— Start INFORMATION SHOWN —

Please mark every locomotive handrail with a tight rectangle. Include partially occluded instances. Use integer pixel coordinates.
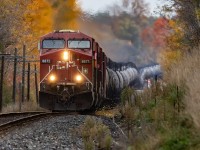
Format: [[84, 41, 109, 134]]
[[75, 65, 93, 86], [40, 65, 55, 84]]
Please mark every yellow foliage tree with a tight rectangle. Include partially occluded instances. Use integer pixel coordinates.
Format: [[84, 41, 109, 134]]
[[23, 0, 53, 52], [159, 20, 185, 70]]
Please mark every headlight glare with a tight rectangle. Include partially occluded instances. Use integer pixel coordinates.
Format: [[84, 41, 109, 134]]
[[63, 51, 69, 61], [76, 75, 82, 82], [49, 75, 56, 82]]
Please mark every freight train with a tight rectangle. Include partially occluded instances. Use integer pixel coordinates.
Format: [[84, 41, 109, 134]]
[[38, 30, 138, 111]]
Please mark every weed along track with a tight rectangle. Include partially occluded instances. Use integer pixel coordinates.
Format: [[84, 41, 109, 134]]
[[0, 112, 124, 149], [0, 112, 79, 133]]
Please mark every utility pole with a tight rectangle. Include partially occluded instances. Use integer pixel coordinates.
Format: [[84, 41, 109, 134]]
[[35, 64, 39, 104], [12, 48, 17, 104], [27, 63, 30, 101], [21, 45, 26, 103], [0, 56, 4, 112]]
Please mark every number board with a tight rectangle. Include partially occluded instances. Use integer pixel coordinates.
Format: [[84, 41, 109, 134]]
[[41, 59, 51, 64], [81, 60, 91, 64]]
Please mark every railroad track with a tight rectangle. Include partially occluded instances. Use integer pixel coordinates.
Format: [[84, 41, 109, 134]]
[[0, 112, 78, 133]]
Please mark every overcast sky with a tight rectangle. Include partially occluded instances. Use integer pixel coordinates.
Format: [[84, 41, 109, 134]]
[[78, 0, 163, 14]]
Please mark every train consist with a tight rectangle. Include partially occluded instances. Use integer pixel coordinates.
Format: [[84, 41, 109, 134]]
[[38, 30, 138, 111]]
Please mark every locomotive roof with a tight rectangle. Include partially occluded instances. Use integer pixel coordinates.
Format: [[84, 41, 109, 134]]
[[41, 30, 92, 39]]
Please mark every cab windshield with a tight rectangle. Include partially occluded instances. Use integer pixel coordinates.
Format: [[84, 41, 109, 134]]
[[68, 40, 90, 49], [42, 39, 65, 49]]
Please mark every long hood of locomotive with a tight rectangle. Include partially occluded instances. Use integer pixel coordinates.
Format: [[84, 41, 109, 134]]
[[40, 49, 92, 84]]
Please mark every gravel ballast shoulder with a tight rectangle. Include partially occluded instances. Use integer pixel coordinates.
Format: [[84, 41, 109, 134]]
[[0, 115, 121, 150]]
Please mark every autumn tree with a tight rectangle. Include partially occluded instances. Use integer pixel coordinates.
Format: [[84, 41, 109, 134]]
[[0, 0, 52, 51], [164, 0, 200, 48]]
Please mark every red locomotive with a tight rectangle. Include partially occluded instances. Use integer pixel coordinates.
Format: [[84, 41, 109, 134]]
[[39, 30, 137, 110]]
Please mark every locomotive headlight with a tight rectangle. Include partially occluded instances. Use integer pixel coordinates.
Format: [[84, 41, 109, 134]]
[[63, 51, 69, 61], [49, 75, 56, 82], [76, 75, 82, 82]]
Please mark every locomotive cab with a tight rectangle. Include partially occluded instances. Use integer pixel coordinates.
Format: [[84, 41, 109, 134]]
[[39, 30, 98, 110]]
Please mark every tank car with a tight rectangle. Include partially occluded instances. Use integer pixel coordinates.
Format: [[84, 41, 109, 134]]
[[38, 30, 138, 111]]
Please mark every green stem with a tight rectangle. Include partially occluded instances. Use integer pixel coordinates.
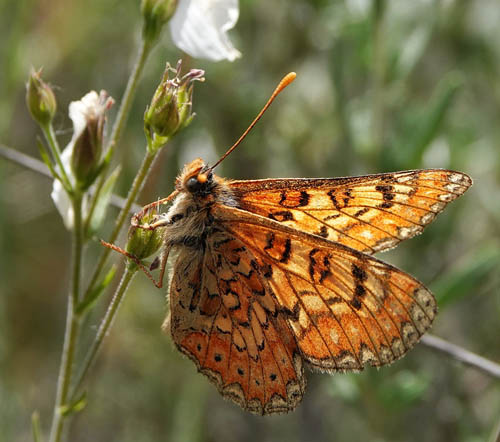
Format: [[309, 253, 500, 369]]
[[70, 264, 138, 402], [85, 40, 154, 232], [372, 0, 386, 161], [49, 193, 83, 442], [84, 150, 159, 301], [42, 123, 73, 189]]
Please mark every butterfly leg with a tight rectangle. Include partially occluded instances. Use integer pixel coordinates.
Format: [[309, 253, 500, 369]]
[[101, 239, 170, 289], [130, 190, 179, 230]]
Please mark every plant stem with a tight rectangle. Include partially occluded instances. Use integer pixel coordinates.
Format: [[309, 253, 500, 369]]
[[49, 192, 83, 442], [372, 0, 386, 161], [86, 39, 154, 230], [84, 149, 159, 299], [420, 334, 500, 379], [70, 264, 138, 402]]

— End INFORMATION SHOWN —
— Start INFORMATION SHOWN —

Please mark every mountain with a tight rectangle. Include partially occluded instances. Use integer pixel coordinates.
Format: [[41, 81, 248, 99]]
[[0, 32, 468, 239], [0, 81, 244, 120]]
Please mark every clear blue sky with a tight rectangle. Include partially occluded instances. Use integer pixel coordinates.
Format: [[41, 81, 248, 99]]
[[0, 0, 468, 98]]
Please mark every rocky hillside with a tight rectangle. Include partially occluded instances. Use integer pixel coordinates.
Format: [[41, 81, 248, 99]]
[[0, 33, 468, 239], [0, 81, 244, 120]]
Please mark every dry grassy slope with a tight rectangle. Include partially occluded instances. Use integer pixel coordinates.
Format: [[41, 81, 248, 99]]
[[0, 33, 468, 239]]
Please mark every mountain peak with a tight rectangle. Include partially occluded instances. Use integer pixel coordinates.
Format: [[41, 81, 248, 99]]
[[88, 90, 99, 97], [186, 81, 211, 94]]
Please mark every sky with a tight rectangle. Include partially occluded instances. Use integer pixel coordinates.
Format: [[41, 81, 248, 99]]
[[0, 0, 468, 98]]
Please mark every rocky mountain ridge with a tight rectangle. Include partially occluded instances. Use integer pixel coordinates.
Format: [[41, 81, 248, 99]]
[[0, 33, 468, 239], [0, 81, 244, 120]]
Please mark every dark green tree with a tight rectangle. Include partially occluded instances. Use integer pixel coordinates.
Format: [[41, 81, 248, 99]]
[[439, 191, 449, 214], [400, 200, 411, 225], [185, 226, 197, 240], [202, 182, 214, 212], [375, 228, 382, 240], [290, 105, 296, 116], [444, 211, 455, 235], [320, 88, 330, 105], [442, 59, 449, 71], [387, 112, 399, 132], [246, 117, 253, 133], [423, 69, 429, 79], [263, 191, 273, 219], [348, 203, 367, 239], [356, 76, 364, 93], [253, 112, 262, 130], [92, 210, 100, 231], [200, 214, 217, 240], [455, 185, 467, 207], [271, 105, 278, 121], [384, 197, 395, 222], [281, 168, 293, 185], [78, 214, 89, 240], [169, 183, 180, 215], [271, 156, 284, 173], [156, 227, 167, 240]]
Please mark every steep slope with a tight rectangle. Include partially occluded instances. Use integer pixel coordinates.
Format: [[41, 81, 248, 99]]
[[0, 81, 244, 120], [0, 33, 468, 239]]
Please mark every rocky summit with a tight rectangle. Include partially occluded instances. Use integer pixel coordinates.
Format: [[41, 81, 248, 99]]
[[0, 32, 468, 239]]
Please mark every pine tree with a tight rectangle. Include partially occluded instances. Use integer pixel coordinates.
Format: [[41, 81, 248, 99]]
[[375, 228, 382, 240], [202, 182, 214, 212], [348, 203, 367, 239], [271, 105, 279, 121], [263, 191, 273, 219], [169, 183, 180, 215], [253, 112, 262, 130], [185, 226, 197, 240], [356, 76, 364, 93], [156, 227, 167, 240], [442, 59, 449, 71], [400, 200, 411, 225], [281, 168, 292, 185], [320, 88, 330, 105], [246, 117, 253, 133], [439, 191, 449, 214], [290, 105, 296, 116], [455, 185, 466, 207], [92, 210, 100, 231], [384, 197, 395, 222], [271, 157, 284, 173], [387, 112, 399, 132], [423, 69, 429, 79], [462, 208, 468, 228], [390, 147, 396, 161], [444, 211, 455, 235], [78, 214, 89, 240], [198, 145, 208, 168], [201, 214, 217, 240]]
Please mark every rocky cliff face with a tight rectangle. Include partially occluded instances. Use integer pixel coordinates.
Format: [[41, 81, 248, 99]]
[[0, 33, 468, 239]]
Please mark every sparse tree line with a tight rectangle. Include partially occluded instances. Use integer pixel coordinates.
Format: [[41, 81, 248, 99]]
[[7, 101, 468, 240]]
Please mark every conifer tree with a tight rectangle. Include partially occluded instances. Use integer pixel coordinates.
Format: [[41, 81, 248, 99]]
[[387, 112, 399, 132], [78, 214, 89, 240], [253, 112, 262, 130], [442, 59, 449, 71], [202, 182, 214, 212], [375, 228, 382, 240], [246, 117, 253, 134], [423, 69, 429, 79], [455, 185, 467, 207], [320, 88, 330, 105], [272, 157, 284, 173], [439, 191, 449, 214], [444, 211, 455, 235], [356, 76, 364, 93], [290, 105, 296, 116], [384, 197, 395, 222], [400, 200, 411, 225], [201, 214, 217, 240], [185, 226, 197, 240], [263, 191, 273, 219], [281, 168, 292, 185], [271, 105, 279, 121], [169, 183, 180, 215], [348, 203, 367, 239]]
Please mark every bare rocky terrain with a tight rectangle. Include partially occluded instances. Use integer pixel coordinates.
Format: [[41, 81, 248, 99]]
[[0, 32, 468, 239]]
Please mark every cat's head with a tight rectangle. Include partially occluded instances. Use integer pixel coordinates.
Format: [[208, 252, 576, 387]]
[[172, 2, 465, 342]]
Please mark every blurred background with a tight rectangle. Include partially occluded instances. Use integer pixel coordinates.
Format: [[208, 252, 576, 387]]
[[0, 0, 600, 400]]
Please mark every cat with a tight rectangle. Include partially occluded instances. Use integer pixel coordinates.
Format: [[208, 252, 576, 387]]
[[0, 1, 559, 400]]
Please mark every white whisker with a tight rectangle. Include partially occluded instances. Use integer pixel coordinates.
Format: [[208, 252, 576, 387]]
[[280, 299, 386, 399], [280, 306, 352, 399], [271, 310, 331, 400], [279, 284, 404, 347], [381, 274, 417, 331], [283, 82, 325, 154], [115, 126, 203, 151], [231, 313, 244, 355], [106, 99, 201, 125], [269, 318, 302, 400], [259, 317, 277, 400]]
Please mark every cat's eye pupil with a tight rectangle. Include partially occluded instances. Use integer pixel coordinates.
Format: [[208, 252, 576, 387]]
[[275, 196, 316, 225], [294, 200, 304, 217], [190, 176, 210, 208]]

— End INFORMATION SHOWN —

Please give the lines from the one containing "Please mark every number" through the one containing "[[0, 112, 78, 133]]" again, inclusive, changing "railroad track" to "rail track" and keeping everything else the same.

Please mark every number board with a tight rectangle. Include partially occluded instances. Use integer pixel coordinates.
Format: [[84, 41, 109, 134]]
[[41, 59, 51, 64], [81, 60, 91, 64]]
Please mark every rail track with a tight rectangle. Include partially occluded instances. Use integer pixel coordinates.
Format: [[84, 41, 109, 134]]
[[0, 112, 78, 133]]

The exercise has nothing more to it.